WHAT IS NEEDED. Once you have checked each line below, report only the number of lines that contain the word "flower".

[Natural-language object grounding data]
((

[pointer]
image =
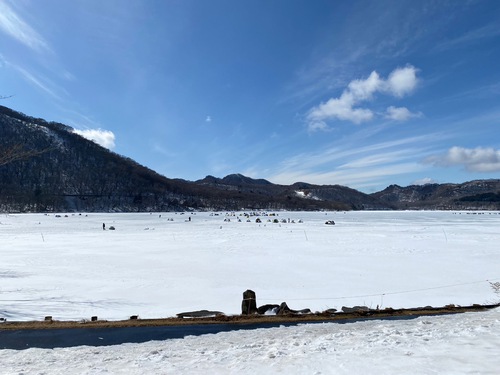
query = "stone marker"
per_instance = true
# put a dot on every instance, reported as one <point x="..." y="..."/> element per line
<point x="249" y="303"/>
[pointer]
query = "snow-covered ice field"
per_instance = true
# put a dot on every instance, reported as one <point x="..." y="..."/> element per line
<point x="157" y="266"/>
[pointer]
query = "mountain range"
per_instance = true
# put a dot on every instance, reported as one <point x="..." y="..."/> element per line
<point x="47" y="167"/>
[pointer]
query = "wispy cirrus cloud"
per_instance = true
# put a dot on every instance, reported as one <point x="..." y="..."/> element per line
<point x="400" y="82"/>
<point x="356" y="167"/>
<point x="14" y="26"/>
<point x="473" y="36"/>
<point x="479" y="159"/>
<point x="400" y="114"/>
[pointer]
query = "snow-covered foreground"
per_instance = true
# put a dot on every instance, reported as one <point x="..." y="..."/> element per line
<point x="157" y="266"/>
<point x="459" y="344"/>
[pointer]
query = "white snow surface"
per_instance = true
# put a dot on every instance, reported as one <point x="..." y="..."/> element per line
<point x="158" y="265"/>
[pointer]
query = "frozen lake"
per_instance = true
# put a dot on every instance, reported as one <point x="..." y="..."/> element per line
<point x="158" y="265"/>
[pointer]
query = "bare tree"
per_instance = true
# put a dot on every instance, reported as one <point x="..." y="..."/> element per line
<point x="17" y="152"/>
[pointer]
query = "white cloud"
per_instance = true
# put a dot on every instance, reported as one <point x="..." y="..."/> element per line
<point x="400" y="114"/>
<point x="15" y="26"/>
<point x="400" y="82"/>
<point x="105" y="138"/>
<point x="424" y="181"/>
<point x="477" y="159"/>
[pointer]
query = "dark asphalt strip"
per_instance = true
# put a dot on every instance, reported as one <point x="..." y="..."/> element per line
<point x="65" y="338"/>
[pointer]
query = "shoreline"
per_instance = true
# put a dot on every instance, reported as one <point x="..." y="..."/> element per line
<point x="244" y="320"/>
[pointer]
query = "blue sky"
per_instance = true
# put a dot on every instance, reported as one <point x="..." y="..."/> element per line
<point x="358" y="93"/>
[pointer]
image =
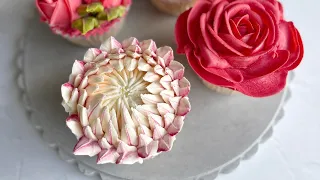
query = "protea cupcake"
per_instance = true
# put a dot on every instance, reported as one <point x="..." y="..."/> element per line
<point x="173" y="7"/>
<point x="126" y="101"/>
<point x="237" y="45"/>
<point x="84" y="22"/>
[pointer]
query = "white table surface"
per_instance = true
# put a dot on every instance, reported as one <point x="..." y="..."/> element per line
<point x="292" y="153"/>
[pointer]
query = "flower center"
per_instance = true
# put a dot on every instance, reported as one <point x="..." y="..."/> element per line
<point x="123" y="87"/>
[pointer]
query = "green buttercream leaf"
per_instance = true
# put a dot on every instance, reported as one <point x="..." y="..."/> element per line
<point x="95" y="8"/>
<point x="115" y="13"/>
<point x="86" y="24"/>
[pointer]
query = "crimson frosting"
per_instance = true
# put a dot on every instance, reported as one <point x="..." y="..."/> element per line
<point x="244" y="45"/>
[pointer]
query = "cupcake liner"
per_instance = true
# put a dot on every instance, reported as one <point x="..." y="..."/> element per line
<point x="219" y="89"/>
<point x="97" y="39"/>
<point x="172" y="8"/>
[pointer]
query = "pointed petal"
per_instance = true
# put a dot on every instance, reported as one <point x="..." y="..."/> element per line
<point x="165" y="81"/>
<point x="166" y="95"/>
<point x="149" y="150"/>
<point x="175" y="70"/>
<point x="73" y="123"/>
<point x="87" y="147"/>
<point x="164" y="108"/>
<point x="168" y="119"/>
<point x="111" y="44"/>
<point x="83" y="115"/>
<point x="108" y="156"/>
<point x="184" y="107"/>
<point x="147" y="109"/>
<point x="158" y="132"/>
<point x="155" y="88"/>
<point x="151" y="99"/>
<point x="91" y="54"/>
<point x="89" y="133"/>
<point x="166" y="143"/>
<point x="66" y="90"/>
<point x="165" y="56"/>
<point x="176" y="126"/>
<point x="103" y="142"/>
<point x="151" y="77"/>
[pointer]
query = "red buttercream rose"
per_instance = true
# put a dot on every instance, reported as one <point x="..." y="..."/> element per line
<point x="245" y="45"/>
<point x="58" y="12"/>
<point x="111" y="3"/>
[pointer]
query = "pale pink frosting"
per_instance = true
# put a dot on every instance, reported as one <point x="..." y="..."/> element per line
<point x="127" y="101"/>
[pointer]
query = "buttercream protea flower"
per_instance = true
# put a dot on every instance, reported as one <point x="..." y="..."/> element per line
<point x="126" y="101"/>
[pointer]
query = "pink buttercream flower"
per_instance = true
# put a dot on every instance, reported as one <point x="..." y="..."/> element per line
<point x="58" y="12"/>
<point x="127" y="101"/>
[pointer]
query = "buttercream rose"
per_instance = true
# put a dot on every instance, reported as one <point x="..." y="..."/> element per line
<point x="58" y="12"/>
<point x="244" y="45"/>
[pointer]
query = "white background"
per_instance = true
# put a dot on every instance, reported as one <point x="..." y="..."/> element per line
<point x="293" y="152"/>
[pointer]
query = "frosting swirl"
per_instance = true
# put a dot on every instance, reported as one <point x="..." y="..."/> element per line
<point x="126" y="101"/>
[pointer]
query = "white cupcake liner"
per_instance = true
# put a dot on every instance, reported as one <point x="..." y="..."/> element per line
<point x="173" y="8"/>
<point x="219" y="89"/>
<point x="95" y="40"/>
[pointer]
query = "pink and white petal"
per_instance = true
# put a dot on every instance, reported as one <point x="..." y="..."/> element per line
<point x="146" y="109"/>
<point x="129" y="135"/>
<point x="185" y="87"/>
<point x="184" y="107"/>
<point x="66" y="90"/>
<point x="84" y="83"/>
<point x="129" y="158"/>
<point x="176" y="126"/>
<point x="164" y="108"/>
<point x="151" y="98"/>
<point x="151" y="77"/>
<point x="129" y="42"/>
<point x="91" y="54"/>
<point x="117" y="64"/>
<point x="130" y="64"/>
<point x="73" y="123"/>
<point x="174" y="102"/>
<point x="86" y="147"/>
<point x="166" y="143"/>
<point x="175" y="70"/>
<point x="149" y="150"/>
<point x="104" y="144"/>
<point x="83" y="115"/>
<point x="159" y="70"/>
<point x="111" y="44"/>
<point x="83" y="97"/>
<point x="78" y="80"/>
<point x="143" y="65"/>
<point x="139" y="117"/>
<point x="158" y="132"/>
<point x="168" y="119"/>
<point x="89" y="133"/>
<point x="165" y="81"/>
<point x="166" y="95"/>
<point x="96" y="127"/>
<point x="155" y="88"/>
<point x="144" y="130"/>
<point x="108" y="156"/>
<point x="155" y="119"/>
<point x="148" y="47"/>
<point x="144" y="140"/>
<point x="165" y="56"/>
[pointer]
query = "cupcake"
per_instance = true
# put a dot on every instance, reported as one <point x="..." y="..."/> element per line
<point x="84" y="22"/>
<point x="126" y="101"/>
<point x="173" y="7"/>
<point x="243" y="46"/>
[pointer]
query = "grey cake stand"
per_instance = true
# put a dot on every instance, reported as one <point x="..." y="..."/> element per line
<point x="219" y="132"/>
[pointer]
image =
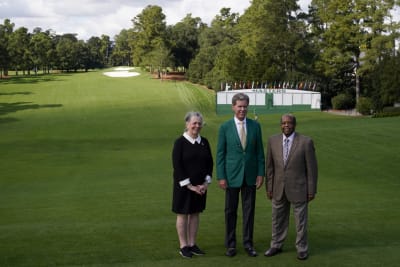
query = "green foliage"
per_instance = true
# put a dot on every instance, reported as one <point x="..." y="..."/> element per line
<point x="388" y="112"/>
<point x="364" y="105"/>
<point x="86" y="178"/>
<point x="343" y="101"/>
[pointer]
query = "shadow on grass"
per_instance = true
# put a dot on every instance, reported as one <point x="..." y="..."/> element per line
<point x="6" y="108"/>
<point x="33" y="78"/>
<point x="16" y="93"/>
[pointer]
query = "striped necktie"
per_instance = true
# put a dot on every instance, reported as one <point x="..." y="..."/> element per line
<point x="242" y="134"/>
<point x="285" y="150"/>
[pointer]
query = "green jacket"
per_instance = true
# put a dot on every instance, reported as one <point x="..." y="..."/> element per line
<point x="233" y="162"/>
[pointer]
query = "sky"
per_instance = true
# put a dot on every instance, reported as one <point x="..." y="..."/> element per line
<point x="89" y="18"/>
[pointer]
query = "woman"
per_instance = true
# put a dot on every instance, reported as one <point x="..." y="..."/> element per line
<point x="193" y="164"/>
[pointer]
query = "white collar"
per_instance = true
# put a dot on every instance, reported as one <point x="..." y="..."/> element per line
<point x="192" y="140"/>
<point x="238" y="121"/>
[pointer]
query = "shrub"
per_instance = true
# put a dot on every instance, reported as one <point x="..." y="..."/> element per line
<point x="388" y="112"/>
<point x="343" y="101"/>
<point x="364" y="105"/>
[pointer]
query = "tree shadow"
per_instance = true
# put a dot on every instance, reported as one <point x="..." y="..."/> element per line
<point x="16" y="93"/>
<point x="6" y="108"/>
<point x="29" y="79"/>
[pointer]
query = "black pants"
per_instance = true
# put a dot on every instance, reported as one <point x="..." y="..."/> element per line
<point x="248" y="194"/>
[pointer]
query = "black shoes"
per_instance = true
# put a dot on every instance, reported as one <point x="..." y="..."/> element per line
<point x="251" y="252"/>
<point x="186" y="252"/>
<point x="196" y="250"/>
<point x="272" y="252"/>
<point x="302" y="256"/>
<point x="230" y="252"/>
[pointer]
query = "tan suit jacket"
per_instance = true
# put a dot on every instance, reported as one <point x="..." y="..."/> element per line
<point x="298" y="178"/>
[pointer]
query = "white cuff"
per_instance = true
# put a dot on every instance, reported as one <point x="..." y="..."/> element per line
<point x="184" y="182"/>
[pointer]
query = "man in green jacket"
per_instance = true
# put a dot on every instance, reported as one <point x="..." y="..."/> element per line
<point x="240" y="170"/>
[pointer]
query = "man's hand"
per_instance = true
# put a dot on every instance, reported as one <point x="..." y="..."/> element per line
<point x="223" y="184"/>
<point x="259" y="181"/>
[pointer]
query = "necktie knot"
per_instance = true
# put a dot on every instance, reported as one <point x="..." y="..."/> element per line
<point x="242" y="134"/>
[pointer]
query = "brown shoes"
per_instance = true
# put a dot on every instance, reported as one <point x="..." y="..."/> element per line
<point x="272" y="252"/>
<point x="302" y="255"/>
<point x="230" y="252"/>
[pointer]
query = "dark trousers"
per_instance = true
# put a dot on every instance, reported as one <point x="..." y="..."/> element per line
<point x="248" y="194"/>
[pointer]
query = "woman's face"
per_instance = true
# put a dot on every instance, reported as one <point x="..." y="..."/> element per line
<point x="194" y="126"/>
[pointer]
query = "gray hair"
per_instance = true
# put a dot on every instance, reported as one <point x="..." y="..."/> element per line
<point x="239" y="97"/>
<point x="192" y="114"/>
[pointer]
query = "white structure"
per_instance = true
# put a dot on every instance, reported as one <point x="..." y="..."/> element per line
<point x="272" y="100"/>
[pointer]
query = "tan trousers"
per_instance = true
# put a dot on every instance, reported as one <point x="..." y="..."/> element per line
<point x="280" y="223"/>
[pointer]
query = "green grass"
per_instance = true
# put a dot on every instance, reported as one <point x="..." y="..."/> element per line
<point x="86" y="179"/>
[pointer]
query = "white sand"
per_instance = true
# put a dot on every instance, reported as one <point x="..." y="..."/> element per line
<point x="122" y="72"/>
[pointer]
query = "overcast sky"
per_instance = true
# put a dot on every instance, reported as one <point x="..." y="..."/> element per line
<point x="90" y="18"/>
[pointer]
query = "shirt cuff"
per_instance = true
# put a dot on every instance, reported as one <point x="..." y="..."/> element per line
<point x="184" y="182"/>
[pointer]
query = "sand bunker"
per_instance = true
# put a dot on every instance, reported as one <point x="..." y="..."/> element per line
<point x="121" y="72"/>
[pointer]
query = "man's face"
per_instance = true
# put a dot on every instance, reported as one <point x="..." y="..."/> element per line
<point x="240" y="109"/>
<point x="287" y="125"/>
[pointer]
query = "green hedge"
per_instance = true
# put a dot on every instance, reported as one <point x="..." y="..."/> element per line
<point x="388" y="112"/>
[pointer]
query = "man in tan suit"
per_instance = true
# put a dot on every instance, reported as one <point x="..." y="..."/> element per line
<point x="291" y="175"/>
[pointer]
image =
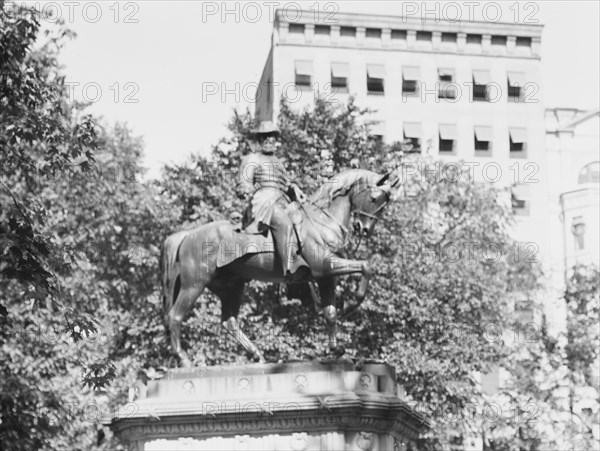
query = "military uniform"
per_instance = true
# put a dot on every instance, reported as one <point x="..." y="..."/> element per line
<point x="263" y="180"/>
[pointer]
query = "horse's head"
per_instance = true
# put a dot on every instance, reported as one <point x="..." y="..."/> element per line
<point x="368" y="198"/>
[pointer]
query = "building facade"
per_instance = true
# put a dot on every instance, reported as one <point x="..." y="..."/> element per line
<point x="462" y="91"/>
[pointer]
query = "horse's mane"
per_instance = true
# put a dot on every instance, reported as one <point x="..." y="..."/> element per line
<point x="340" y="184"/>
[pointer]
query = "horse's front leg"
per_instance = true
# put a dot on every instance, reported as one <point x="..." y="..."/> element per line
<point x="327" y="290"/>
<point x="337" y="266"/>
<point x="234" y="329"/>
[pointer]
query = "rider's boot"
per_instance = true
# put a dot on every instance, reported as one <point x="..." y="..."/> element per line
<point x="288" y="249"/>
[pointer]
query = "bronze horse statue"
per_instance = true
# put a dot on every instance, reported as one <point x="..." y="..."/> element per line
<point x="218" y="257"/>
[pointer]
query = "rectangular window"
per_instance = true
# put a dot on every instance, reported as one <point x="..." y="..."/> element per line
<point x="399" y="34"/>
<point x="474" y="39"/>
<point x="498" y="40"/>
<point x="412" y="135"/>
<point x="339" y="76"/>
<point x="424" y="35"/>
<point x="322" y="29"/>
<point x="447" y="85"/>
<point x="375" y="77"/>
<point x="296" y="28"/>
<point x="377" y="130"/>
<point x="349" y="32"/>
<point x="520" y="199"/>
<point x="447" y="138"/>
<point x="483" y="140"/>
<point x="304" y="73"/>
<point x="481" y="78"/>
<point x="373" y="33"/>
<point x="449" y="37"/>
<point x="518" y="141"/>
<point x="516" y="81"/>
<point x="410" y="80"/>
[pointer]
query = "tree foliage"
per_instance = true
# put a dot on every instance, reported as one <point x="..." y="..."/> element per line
<point x="80" y="230"/>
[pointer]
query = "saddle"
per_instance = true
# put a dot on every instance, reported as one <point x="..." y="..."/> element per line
<point x="254" y="240"/>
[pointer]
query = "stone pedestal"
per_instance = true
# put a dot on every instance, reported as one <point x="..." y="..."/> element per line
<point x="334" y="405"/>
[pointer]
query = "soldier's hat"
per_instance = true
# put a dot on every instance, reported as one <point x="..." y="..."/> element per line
<point x="266" y="128"/>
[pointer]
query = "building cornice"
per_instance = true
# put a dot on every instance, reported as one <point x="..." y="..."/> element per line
<point x="408" y="23"/>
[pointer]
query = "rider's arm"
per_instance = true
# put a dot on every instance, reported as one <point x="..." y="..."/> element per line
<point x="245" y="184"/>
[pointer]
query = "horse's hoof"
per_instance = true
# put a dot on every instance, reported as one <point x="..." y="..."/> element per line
<point x="338" y="351"/>
<point x="185" y="362"/>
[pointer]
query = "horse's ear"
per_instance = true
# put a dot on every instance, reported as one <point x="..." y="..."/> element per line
<point x="383" y="179"/>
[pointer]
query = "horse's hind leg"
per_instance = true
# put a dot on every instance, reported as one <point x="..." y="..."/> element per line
<point x="231" y="299"/>
<point x="184" y="302"/>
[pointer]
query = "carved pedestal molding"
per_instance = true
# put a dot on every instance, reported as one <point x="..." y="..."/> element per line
<point x="290" y="406"/>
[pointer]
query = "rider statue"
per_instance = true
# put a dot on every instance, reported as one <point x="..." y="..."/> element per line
<point x="264" y="183"/>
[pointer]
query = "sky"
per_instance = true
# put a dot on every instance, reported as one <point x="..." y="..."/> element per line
<point x="149" y="64"/>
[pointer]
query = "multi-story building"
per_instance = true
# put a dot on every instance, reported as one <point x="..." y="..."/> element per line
<point x="459" y="91"/>
<point x="572" y="146"/>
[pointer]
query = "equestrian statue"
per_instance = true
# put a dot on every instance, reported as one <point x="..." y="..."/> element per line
<point x="283" y="238"/>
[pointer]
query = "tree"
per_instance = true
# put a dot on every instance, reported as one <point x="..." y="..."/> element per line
<point x="553" y="389"/>
<point x="438" y="299"/>
<point x="80" y="233"/>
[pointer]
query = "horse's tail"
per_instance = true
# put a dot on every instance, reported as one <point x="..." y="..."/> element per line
<point x="169" y="273"/>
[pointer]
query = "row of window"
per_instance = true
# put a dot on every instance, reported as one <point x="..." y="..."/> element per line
<point x="411" y="76"/>
<point x="448" y="138"/>
<point x="375" y="33"/>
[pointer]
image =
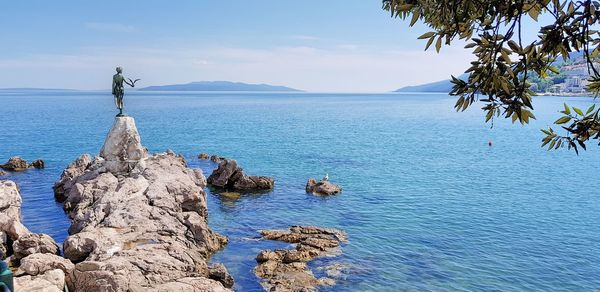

))

OUTPUT FOR THIS EXERCISE. 3